Task to carry out:
Print out every record below, exactly as written.

Records from a data collection:

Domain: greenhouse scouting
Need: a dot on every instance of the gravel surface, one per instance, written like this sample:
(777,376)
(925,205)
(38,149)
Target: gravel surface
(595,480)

Answer below:
Domain: greenhouse scouting
Need: a dot on every instance of the gravel surface, one per instance, written like this sample:
(777,376)
(925,205)
(38,149)
Target: gravel surface
(595,480)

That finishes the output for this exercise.